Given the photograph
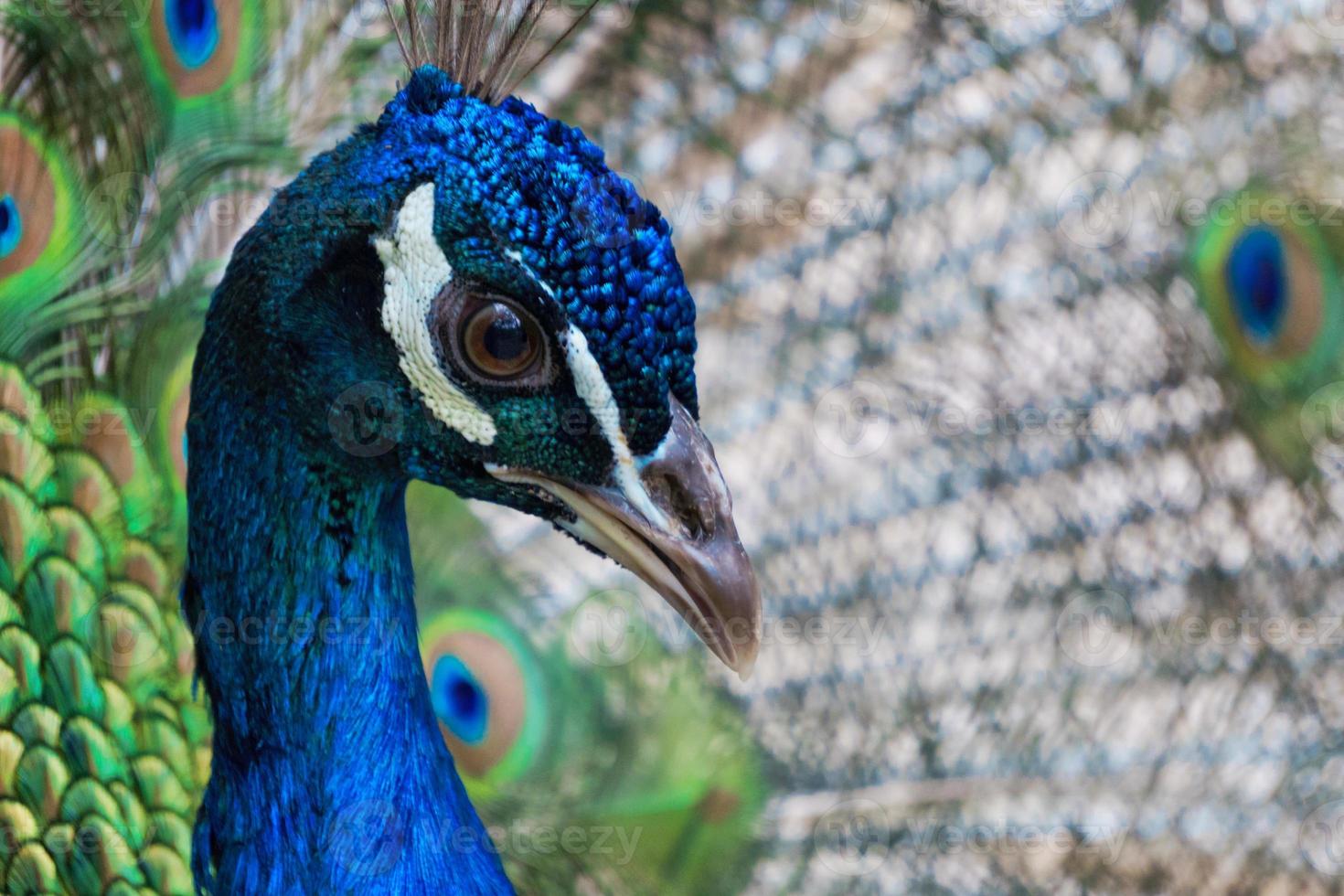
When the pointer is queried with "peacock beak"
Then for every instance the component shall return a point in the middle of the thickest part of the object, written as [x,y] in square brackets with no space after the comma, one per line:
[671,524]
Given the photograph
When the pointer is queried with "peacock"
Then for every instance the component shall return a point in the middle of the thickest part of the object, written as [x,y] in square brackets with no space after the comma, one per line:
[111,746]
[1015,337]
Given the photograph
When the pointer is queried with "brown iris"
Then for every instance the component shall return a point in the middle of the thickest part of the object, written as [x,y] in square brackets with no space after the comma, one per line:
[500,341]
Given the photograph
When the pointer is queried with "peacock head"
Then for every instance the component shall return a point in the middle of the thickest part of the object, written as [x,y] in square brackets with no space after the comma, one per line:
[526,308]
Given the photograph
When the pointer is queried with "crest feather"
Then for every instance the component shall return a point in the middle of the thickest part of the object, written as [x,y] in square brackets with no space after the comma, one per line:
[479,43]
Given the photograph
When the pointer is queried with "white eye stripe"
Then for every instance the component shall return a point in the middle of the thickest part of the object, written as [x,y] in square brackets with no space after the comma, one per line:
[414,272]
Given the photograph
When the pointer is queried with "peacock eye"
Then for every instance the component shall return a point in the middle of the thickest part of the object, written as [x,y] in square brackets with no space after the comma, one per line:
[492,337]
[500,341]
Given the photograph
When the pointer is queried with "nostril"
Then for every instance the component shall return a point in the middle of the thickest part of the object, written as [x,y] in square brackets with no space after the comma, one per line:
[694,520]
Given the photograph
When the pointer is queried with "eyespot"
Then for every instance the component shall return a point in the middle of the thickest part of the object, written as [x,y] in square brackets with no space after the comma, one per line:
[197,48]
[486,692]
[192,30]
[491,337]
[1272,291]
[40,220]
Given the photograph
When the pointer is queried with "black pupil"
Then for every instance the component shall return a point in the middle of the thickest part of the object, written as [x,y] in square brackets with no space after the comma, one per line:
[504,338]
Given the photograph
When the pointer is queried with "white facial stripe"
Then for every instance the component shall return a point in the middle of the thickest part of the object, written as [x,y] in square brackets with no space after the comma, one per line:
[593,389]
[414,271]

| CHALLENGE |
Each entry gets copied exactly; the pictures stay out.

| WRITTEN RESPONSE |
Given the photograph
When the pointer is queried with "peacock beak"
Then for every instance the component shall return a point in the middle of the thickest part of the object, written as [x,y] in square brackets with no space after the comma, one per line:
[671,524]
Given the photograph
When the pointer is queried with "peacock"
Then for every instance the component shall return a point in the middle of the thickest part of the object, written as [x,y] in square brackets with no space after the comma, one per line:
[111,746]
[1015,337]
Given the photograph
When the pointer is queried with "brown iris"
Then for every instance the component shall return a point in the middle of the thickest part of the object, written as [x,y] in square brackets with no space after the comma, one per line:
[500,341]
Given the photograph
When the pointer is queried with "peacock head"
Then for every instance the component shall return a point in the middle of the thickest part of the object, written as [x,y] in square brackets with no space after the comma, one per line:
[526,308]
Given the photograph
When the pointer is queried with "crest feather"
Then for every instance the component shall return a point in the middle of the thickest part of the object, written as [x,y] in square brackets with no space after the comma, one per line:
[479,43]
Given the photograph
When the pointer is queried with "white eye stripe"
Then for every instance the component shall return a point in the middle of the thickest part of the object, written as [x,y] in square brackets with no space after the comma, one per line:
[414,272]
Given the photograph
When the pointer is queried with "peacock eye"
Then for every instance the component shall return a point in the middle of the thickest part of the object, written as [x,y] in square brackets with no space after the comma, one per line:
[492,337]
[500,341]
Given the photograph
When the pointer is queried with "nostril"
Then for every instance the component shall return a point in the middle of the thickest part of the object, written as [x,y] in square brackets with no space after the comma, one per line:
[694,520]
Given the photograph
When the pointer is queried with "eyespot"
Then for every instance the component shall return a point in the middle of the thickest part of the object, written as [x,y] in square brackets with no space after the comma, one per line:
[197,48]
[486,692]
[192,30]
[491,337]
[1272,291]
[40,220]
Given the photograph
When the pointer is queried with "black pupil"
Then for every instance the component shall return a point in the middle of the thickest part of the object, written as [x,y] in square brackets with no space after the comma, one per line:
[504,338]
Given the photograph
When the pointer is queried with "white facial stripe"
Then for every instance the component shall return a point in the middle of the thickest part of the object, written as [x,y] in square brackets with no space after the comma, one per line:
[593,389]
[414,271]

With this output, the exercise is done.